| What you are asked to do |
Under this task are some entries; return every one of them exactly.
============================================================
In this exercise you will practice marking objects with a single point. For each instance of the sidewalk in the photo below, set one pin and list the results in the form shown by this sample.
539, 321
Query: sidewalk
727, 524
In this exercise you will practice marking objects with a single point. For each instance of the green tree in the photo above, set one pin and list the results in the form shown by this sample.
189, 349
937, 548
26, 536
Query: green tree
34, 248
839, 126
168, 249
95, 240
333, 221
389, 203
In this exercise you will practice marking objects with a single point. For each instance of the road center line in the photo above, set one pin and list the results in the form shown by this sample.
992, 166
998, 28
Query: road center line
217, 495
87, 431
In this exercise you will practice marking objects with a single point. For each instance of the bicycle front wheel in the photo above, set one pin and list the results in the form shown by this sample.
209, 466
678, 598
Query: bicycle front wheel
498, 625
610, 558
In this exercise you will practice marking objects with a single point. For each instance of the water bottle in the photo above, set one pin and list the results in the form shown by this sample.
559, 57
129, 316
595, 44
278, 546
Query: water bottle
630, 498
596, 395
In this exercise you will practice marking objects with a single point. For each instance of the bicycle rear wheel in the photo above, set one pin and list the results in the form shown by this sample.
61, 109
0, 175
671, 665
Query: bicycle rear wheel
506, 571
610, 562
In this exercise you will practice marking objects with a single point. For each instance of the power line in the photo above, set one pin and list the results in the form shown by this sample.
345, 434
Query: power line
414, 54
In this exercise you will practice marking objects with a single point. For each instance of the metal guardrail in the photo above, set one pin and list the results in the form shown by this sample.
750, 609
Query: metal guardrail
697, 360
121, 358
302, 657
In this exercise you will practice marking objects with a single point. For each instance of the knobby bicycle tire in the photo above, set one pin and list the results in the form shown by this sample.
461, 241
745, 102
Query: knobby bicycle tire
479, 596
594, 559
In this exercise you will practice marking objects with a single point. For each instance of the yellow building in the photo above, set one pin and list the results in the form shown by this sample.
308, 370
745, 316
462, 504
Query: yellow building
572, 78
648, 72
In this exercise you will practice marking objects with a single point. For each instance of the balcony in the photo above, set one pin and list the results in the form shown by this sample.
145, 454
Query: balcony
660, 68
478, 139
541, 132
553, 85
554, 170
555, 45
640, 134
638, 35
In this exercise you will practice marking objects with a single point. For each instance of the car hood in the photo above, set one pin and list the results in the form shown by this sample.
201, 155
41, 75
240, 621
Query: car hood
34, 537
============================================================
| Output below |
In this exercise you will practice marking objects with a single point. For each instance of the sidewalk in the photo below, set one pin and list the results in the form shown by this sample.
539, 321
Query: sidewalk
727, 524
In this exercise you will practice marking objects with a single point. For each instance of the green tree in the photo above, set one pin and list the results in the form shown by this sample.
189, 349
937, 548
26, 536
Query: green tree
34, 248
839, 126
168, 249
95, 240
333, 221
389, 203
In this exercise you will practice marking objects with a single point. For each instance of the road center line in the photo above, set one pin and list the results in the form shown by this sample.
992, 166
998, 28
Query: road center line
217, 495
87, 431
In this exercise you will practice marking objects with a single point. For each instance of the bicycle front wheel in the photo above, set one pin and list the results in the form shown by this sample.
209, 466
678, 598
Query: bicycle front wheel
498, 625
610, 558
In this exercise you will practice marking objects with a single point. For each instance of the water bottle in the photo above, set one pin and list the results in the form shown by this sample.
559, 57
129, 316
595, 44
278, 546
Query: water bottle
630, 498
596, 395
In this exercise you will practice marking objects with a single point. For each instance of the bicycle rear wheel in the photo above, set one pin and list the results in the form shown by this sample.
61, 109
0, 175
671, 665
Query: bicycle rear wheel
506, 571
610, 562
In this exercise you will practice marking objects with a single point. For each instance of the power line in the photo above, set one pin and list the results in the form shown by this sample.
345, 434
Query: power line
414, 54
In this exercise you will practice marking objects with a single point. For each instance of the metal guardrail in the photo above, set one pin and list the results in the form shown by this sample.
750, 609
Query: metal guardrail
697, 360
121, 358
302, 657
In this exercise you will practice marking objects with a single point. For each instance of the knobby bicycle tire in the photo above, set one pin and list the results in the form shown by this sample.
461, 241
745, 102
Query: knobby bicycle tire
479, 596
594, 559
In this exercise you will practice marking objects with a single point. For each instance of the yellow building in the photo above, set one pin and list the results in the form shown by this sample.
308, 370
745, 316
462, 504
Query: yellow building
572, 78
648, 72
In this exercise you will practice marking objects with a single point. For each instance of the balcony in the photo above, set one pin and list the results in the form shown by this sample.
145, 454
Query: balcony
660, 68
478, 139
541, 132
553, 85
554, 170
555, 45
640, 134
638, 35
In this exercise you will practice marking objects with a single point. For each instance of the car hood in the photo above, set one pin and list the results in the form shown by this sample.
201, 155
41, 75
240, 621
Query: car hood
34, 537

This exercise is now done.